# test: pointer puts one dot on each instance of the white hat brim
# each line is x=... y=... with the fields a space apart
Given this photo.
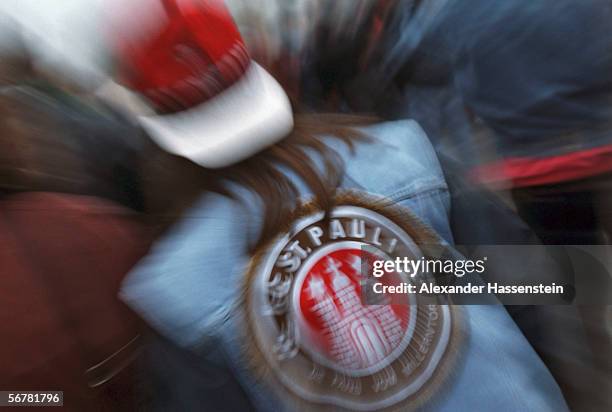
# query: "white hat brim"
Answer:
x=244 y=119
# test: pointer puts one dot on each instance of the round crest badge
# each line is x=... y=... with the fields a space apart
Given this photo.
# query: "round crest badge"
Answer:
x=311 y=326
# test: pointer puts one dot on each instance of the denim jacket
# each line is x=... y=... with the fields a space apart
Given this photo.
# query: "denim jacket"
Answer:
x=189 y=285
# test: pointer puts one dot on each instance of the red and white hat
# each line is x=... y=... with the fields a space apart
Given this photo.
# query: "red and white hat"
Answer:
x=214 y=104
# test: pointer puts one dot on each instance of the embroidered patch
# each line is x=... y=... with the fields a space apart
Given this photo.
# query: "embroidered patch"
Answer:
x=308 y=323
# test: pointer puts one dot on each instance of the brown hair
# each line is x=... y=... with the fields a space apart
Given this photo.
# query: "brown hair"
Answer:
x=261 y=173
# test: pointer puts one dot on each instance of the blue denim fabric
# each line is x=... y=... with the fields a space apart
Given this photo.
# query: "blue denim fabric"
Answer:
x=537 y=72
x=187 y=288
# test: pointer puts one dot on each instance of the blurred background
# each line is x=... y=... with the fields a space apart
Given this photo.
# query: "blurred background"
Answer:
x=515 y=98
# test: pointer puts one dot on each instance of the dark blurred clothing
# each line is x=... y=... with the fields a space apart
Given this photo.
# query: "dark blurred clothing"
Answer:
x=58 y=142
x=62 y=259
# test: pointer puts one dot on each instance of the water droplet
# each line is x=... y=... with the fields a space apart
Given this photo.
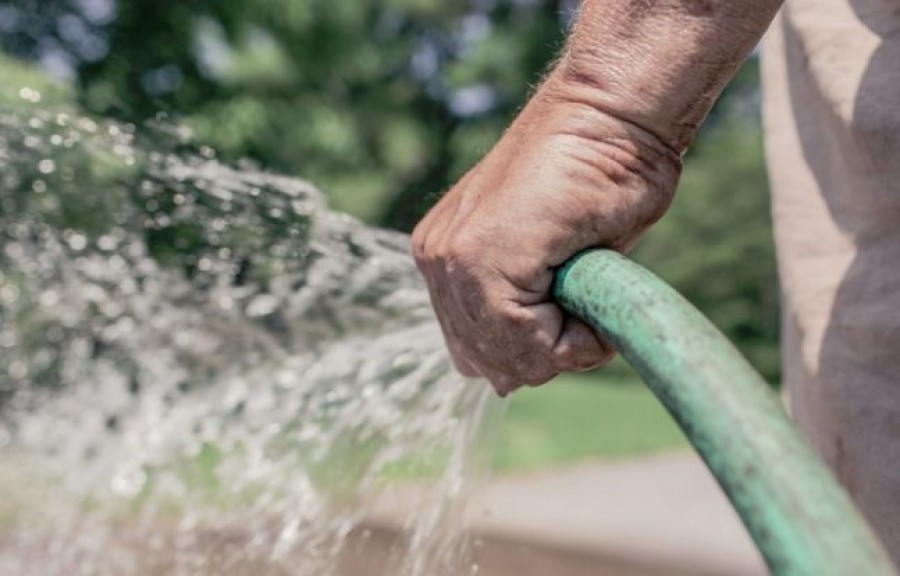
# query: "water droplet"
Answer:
x=46 y=166
x=76 y=241
x=30 y=95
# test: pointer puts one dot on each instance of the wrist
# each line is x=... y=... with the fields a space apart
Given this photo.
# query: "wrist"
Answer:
x=661 y=66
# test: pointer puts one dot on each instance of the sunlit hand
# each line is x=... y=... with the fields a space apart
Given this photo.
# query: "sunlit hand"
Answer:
x=563 y=178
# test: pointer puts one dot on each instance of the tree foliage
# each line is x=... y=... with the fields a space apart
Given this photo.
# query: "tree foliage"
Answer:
x=384 y=104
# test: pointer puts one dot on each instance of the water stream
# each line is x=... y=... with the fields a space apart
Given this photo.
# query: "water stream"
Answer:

EXERCISE: Rewrite all the items above with every "pointer" changed to "marker" and everything else left as it is. Leave the pictures out of the rewritten version.

SOLUTION FOR THIS PROBLEM:
# test: marker puts one dot on each instance of the white hat brim
# each line is x=... y=... with the fields a space apart
Given this photo.
# query: "white hat brim"
Answer:
x=244 y=119
# test: marker puts one dot on each instance of the round crest badge
# each line is x=... y=... with the fields a space apart
Given this photo.
# query: "round crest badge"
Answer:
x=311 y=326
# test: marker puts one dot on each instance of the denim jacket
# each line is x=... y=... with the fields a space apart
Given this photo.
# query: "denim jacket"
Answer:
x=189 y=285
# test: marker puts one dot on each instance of the red and white hat
# each line is x=... y=... with the fields a space apart
Given this photo.
# query: "red and white hat"
Answer:
x=214 y=104
# test: marker puts one dot on each instance of the embroidered patch
# each line is x=... y=... with the fields a space apart
Given this photo.
# query: "embroidered patch"
Answer:
x=308 y=323
# test: marker puts one dot on each instance of the brown hair
# each line is x=... y=... with the fields a space apart
Given this photo.
# query: "brown hair"
Answer:
x=261 y=173
# test: marker puts one dot on each instance of the blue denim fabric
# each line is x=... y=... with the fields a space apart
Given this photo.
# query: "blue denim fabric"
Answer:
x=537 y=72
x=187 y=288
# test: marker puts one dot on each instance of the blurred background
# each line is x=... y=... with the fields a space apart
Given this photo.
# query: "blurred background"
Answer:
x=515 y=98
# test: marker puts one dot on each instance of the dark blurred clothing
# each line is x=... y=... with the fields a space apart
Given this photo.
# query: "dark blurred clothing"
Answer:
x=58 y=142
x=62 y=259
# test: marker puts one dot on each instance of the water droplet
# each line is x=... y=... with the fields a space apart
Given this photo.
# query: "water droplet"
Answer:
x=46 y=166
x=76 y=241
x=30 y=95
# test: marker puts one dot on each instance of the wrist
# each line is x=... y=... with the fields a space apart
Given this photo.
# query: "wrist"
Answer:
x=661 y=66
# test: marker puts one dot on each instance of the sunlit hand
# each line is x=... y=... with the fields a space apart
Given this photo.
# query: "sunlit hand"
Answer:
x=563 y=178
# test: marker puts one dot on each instance of the tree foliage
# each line is x=... y=... with the fields a space apart
Given this photo.
# query: "tree foliage"
Answer:
x=384 y=104
# test: marker puts one dot on each instance of the water stream
# each line is x=... y=... with the fields a space apart
Given this photo.
# query: "water stream"
Answer:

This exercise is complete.